EXCERPTED TEXT -
Earlier this week, Korean media sources raised eyebrows by reporting that LG Display Co. Ltd. (NYSE:LPL) is set to announce new alliances with several Chinese TV vendors by the end of this month.
Specifically, according to Korean news site DigiTimes, LG Display is preparing to sign memorandums of understanding with Skyworth, Konka, Changhong, Hisense, and TCL. What's more, LG Display is set to supply several of these China-based companies with OLED panels from its own manufacturing plants. And LGD is reportedly willing to offer the panels at reduced prices, despite the potential for incurring losses from its OLED division in the process.
Needless to say, that would be great news for OLED specialist Universal Display (NASDAQ:OLED), which currently counts LG Display as its second-largest customer behind only Samsung (NASDAQOTH:SSNLF). To be sure, Universal Display shares skyrocketed earlier this year after the company signed its own long-term patent license and material supply agreement with LG Display. Under that deal, which runs through the end of 2022, Universal Display not only provides OLED emitter materials to LG Display for use in its products, but also receives license fees and running royalties on sales of those products.
The (money losing) question
But that also raises the question: Why is LG Display willing to strike such a seemingly sour deal with its Chinese counterparts? It's all about jump-starting demand for the OLED TV market, which LG Display views as the future of display technology and wants to ensure it continues to lead.
To be sure, in his keynote speech at IFA 2015 last week, LG Display CEO Dr. Sang-Beom Han insisted, "We want OLED to be the revolution of light that opens up the future we all want to live in." Sang further elaborated that OLED "is the only technology that overcomes the limitations of conventional displays because it offers enhanced reality combined with dynamic form."
For anyone familiar with the benefits OLED, that assertion isn't terribly surprising. Because OLED materials are a self-emitting light source, OLED TVs, in particular, can be made incredibly thin, flexible, and even semi-transparent, all while offering unrivaled picture quality and virtually infinite contrast.

SUPPLIED RECORDS -
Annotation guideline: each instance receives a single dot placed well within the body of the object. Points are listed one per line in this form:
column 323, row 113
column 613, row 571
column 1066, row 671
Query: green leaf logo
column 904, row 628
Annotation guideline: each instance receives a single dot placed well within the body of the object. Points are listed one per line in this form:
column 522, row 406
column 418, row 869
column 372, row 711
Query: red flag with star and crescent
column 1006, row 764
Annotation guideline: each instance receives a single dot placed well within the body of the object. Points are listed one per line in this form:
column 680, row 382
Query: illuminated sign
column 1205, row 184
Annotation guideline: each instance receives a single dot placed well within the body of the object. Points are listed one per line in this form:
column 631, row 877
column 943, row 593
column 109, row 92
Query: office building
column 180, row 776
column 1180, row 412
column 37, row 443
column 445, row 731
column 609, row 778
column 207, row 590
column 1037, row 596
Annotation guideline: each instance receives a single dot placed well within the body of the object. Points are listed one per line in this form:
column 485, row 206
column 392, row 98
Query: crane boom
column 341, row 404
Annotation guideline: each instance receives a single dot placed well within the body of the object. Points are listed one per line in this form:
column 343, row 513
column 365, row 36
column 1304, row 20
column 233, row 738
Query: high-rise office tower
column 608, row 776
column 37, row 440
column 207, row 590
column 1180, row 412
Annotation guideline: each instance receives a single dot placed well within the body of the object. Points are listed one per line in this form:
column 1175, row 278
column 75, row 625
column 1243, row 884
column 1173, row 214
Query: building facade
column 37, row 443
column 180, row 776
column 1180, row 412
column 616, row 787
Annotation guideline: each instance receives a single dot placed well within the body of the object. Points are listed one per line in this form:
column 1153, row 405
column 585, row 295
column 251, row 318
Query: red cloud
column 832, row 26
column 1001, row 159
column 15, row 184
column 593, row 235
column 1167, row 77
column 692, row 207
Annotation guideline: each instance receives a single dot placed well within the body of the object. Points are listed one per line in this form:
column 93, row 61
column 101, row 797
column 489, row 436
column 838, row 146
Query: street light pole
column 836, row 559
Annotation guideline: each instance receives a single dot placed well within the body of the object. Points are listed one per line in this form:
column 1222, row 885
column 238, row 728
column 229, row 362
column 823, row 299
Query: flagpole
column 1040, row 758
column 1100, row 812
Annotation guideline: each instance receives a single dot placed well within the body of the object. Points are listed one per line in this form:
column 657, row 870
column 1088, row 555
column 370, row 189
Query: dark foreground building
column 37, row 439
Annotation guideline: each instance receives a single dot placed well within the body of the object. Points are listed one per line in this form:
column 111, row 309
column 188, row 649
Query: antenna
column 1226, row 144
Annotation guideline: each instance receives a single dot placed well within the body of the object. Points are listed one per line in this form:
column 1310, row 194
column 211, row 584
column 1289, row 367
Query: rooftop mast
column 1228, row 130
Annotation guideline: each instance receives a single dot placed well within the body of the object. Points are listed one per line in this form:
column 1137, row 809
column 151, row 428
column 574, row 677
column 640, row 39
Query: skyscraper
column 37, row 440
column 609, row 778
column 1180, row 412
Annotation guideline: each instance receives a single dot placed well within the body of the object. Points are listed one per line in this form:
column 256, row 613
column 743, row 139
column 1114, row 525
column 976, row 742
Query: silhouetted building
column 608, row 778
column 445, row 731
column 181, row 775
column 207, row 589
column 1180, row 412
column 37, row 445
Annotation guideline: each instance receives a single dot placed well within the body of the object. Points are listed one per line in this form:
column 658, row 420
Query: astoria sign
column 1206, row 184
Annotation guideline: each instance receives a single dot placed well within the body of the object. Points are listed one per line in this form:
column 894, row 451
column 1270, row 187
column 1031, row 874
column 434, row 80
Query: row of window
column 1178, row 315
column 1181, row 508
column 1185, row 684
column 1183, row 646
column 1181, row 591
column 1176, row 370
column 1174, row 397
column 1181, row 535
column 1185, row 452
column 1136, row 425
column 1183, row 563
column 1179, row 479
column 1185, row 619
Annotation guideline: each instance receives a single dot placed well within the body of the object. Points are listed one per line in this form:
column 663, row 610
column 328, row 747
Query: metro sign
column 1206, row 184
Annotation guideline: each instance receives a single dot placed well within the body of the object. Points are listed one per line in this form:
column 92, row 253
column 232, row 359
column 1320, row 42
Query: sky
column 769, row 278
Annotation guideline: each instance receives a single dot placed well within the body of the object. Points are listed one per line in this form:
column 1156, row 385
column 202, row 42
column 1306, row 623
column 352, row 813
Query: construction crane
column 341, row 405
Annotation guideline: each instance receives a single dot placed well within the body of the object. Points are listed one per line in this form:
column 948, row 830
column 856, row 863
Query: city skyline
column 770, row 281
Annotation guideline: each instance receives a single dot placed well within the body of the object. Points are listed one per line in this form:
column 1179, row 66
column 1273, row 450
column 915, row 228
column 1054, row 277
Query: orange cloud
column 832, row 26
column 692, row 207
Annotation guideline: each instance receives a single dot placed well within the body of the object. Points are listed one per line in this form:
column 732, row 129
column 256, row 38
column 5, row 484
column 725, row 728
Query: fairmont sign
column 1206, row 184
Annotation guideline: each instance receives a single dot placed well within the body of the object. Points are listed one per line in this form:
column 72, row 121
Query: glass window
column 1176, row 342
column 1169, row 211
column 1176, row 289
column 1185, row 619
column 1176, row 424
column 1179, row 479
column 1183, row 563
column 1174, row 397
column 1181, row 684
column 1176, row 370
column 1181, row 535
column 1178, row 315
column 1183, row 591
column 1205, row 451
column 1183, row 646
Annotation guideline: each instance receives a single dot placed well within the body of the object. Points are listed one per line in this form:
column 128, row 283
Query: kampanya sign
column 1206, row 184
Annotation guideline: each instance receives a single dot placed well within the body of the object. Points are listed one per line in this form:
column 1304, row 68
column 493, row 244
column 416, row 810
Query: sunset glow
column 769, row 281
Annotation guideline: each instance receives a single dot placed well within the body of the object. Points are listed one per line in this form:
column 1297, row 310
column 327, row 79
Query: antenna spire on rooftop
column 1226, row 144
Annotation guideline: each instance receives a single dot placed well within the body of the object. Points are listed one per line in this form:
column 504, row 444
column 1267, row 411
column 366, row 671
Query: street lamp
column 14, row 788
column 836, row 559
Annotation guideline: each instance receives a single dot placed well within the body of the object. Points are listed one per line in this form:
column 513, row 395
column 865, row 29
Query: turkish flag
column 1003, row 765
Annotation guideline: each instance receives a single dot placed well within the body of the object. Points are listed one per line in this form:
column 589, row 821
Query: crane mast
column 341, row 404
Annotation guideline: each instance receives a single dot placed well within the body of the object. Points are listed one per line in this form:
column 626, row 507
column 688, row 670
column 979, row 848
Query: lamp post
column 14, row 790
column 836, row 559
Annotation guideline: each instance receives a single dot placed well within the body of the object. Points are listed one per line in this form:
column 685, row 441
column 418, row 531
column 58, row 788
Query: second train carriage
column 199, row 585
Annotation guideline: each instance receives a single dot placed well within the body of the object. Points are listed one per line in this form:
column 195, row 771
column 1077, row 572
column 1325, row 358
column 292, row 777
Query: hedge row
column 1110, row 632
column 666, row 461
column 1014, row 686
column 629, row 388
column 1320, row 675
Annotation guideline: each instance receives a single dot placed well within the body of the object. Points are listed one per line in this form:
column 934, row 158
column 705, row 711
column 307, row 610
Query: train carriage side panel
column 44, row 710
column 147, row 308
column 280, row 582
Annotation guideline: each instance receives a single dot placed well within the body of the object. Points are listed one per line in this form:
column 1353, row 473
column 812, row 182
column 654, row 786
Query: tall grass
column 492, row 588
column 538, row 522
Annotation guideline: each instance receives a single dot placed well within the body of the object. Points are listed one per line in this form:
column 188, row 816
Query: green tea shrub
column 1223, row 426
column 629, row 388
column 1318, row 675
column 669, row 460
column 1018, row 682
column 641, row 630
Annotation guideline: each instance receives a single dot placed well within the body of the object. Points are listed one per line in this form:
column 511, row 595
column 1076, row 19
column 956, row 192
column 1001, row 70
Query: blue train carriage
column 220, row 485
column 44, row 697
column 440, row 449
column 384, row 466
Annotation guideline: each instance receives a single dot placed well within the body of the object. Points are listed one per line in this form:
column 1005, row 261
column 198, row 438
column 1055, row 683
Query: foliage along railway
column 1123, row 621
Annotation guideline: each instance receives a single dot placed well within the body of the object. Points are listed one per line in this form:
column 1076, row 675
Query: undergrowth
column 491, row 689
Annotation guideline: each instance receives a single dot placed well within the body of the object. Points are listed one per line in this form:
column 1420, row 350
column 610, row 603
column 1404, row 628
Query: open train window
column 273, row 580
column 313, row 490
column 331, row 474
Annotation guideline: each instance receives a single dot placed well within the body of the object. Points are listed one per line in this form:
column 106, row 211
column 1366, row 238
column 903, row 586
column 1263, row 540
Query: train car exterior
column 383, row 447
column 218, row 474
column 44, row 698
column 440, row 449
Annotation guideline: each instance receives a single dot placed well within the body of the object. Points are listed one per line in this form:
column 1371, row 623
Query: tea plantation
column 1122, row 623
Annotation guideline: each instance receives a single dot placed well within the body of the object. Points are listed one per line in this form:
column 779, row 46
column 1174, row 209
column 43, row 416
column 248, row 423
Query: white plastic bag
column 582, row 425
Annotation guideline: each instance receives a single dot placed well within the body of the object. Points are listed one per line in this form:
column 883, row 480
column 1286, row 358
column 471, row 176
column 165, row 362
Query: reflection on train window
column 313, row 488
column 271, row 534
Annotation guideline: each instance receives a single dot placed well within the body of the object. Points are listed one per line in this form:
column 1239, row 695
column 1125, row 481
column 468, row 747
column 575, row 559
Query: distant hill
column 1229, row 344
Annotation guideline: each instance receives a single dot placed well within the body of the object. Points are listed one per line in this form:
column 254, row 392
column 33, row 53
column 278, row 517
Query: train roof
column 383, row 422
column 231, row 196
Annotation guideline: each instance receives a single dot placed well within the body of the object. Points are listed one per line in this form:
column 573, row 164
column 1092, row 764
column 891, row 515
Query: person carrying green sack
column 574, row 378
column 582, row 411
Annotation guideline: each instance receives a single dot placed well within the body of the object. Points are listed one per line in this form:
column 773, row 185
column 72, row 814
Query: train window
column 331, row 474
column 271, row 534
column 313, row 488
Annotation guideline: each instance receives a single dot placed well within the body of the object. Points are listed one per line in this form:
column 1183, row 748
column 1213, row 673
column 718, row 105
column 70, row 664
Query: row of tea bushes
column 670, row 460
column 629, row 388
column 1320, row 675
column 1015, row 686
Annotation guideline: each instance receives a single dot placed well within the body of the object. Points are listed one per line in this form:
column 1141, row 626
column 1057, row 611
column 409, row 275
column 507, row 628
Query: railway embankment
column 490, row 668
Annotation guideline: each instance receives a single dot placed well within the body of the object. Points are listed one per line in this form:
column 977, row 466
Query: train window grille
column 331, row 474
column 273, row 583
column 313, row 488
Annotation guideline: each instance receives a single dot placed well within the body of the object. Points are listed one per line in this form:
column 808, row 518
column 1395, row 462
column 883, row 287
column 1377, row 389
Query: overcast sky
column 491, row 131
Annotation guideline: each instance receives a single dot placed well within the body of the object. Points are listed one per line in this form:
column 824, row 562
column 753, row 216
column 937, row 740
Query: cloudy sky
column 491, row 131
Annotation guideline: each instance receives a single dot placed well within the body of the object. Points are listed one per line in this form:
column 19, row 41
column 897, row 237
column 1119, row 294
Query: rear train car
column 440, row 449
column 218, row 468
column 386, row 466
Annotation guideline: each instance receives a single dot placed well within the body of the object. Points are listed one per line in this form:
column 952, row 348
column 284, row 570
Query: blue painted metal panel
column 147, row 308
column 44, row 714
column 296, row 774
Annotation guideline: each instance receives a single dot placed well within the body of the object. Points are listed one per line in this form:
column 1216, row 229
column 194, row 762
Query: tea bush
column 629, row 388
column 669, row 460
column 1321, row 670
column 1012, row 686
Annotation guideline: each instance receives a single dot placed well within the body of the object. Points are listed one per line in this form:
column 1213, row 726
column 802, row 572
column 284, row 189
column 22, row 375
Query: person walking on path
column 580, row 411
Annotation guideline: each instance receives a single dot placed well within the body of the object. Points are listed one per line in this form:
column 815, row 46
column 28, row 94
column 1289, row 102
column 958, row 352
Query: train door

REQUEST 1 -
In the LG Display article, when does Universal Display's patent license and material supply agreement with LG Display end?
REQUEST 2 -
Find every line in the entries that contains the string "person", and copy each one out. Case counts.

EXERCISE OUTPUT 1 -
It runs through the end of 2022.

EXERCISE OUTPUT 2 -
Query: person carrying green sack
Query: person walking on path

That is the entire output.